◆ **AIM OF THE TASK**
Write out the listing below again, precisely as it is given.

◆ **Object point labels**
* * *

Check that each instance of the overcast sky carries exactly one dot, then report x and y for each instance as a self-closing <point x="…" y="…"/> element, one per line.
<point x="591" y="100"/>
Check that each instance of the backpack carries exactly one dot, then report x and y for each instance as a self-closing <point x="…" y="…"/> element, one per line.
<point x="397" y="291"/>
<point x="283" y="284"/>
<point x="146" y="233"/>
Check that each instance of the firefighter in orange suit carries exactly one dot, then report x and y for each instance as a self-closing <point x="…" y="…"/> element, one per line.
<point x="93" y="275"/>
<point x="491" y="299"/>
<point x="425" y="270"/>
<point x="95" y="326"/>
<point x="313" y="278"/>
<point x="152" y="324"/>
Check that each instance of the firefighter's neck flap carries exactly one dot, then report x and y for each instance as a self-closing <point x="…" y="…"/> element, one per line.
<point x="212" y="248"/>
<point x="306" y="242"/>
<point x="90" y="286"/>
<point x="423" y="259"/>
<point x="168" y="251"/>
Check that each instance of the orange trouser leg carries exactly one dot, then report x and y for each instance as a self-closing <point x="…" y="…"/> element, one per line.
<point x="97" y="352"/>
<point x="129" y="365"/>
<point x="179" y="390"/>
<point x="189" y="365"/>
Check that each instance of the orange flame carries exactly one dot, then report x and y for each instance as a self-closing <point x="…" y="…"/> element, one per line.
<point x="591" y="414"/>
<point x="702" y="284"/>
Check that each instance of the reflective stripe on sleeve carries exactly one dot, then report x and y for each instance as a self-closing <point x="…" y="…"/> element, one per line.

* * *

◆ **RESULT BELOW**
Check that each instance of the overcast sky carries exactly one dot, then report x and y for each instance as a self-closing <point x="…" y="…"/> element, one per line.
<point x="591" y="100"/>
Check that each instance of the backpack carries exactly one dot, then report x and y for each instance as a self-closing <point x="…" y="…"/> element, one per line.
<point x="397" y="291"/>
<point x="283" y="284"/>
<point x="146" y="233"/>
Check that each instance of the firefighter in orange suit carries exactly one dot, then report x and y for each instance as a self-closing <point x="…" y="…"/> element, one per line.
<point x="93" y="275"/>
<point x="491" y="299"/>
<point x="425" y="270"/>
<point x="95" y="326"/>
<point x="313" y="278"/>
<point x="152" y="324"/>
Check that each instance of the firefighter's neck flap carries exactly one dot, then report x and y for each instance as a self-closing <point x="…" y="…"/> element, one per line.
<point x="212" y="248"/>
<point x="306" y="242"/>
<point x="90" y="286"/>
<point x="423" y="259"/>
<point x="168" y="251"/>
Check that each instance of the orange trouser leg carries exactly one dot, then report x and y for each instance as a self-closing <point x="…" y="…"/> element, one per line.
<point x="97" y="352"/>
<point x="129" y="365"/>
<point x="179" y="390"/>
<point x="189" y="365"/>
Check that each instance of the orange flame carries exactly one dot, then report x and y for each instance as a self-closing <point x="…" y="…"/> element, one per line.
<point x="591" y="414"/>
<point x="702" y="284"/>
Check that each instance of the reflective stripe on sleeve carries exactly one dot, then report x and y for each instance as a self-closing <point x="…" y="…"/> element, one per line.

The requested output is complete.